* _Document text_
Segment Open

Genetic Mutations Linked to Synchronous Colorectal Cancer Identified
Genetic Mutations Linked to Synchronous Colorectal Cancer Identified

Most people with colorectal cancer will develop one primary tumor, which may then multiply and spread. However, in around two to five percent of colorectal cancer cases, two primary tumors will originate and develop independently, known as synchronous colorectal cancer.

The study, led by researchers from King's College London, investigated whether the synchronous tumors had the same or different mutations and what genetic alterations could be predisposing people to develop more than one colorectal tumor. They analyzed 20 synchronous colorectal cancers from 10 patients and compared their genetics to people with only one colorectal cancer and to healthy people.

The genetic analysis found the synchronous tumors were not related to each other -- they contained a variety of different genetic mutations that had led to cancer. This genetic variation makes synchronous colorectal cancers more difficult to treat because therapies targeted at specific genetic aberrations in a person's cancer may not work if the other tumor has different genetic mutations.

Researchers also found synchronous colorectal cancer patients had a higher occurrence of inherited damaging mutations in immune-related genes. Three-quarters of synchronous colorectal cancer patients were found to have rare damaging mutations in genes related to immune system function.

These patients had differences in the composition of their gut immune cells, which could lead to inflammation in the gut. The study authors conclude that synchronous colorectal cancer patients have inherited damaging alterations of immune-related genes, which may cause an inflammatory environment in the gut and increase the frequency of independent cancer-initiating events.

Segment Closed

[Stored records]
Segment Open

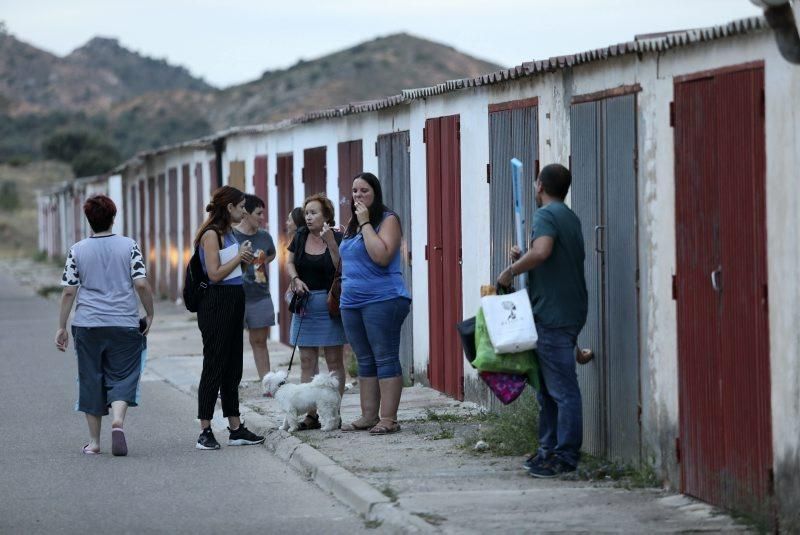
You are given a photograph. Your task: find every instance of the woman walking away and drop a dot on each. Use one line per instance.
(374, 304)
(220, 315)
(259, 312)
(105, 272)
(313, 257)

Segment Closed

* _Work item_
List every statistic reported in the text about synchronous colorectal cancer, and say what each one refers to. Rely only on the text about synchronous colorectal cancer, not on the listing.

* _Task output_
- Two to five percent: the share of colorectal cancer cases in which two primary tumors originate and develop independently.
- 20: the number of synchronous colorectal cancers analyzed.
- 10: the number of patients those cancers came from.
- Three-quarters: the share of synchronous colorectal cancer patients found to have rare damaging mutations in genes related to immune system function.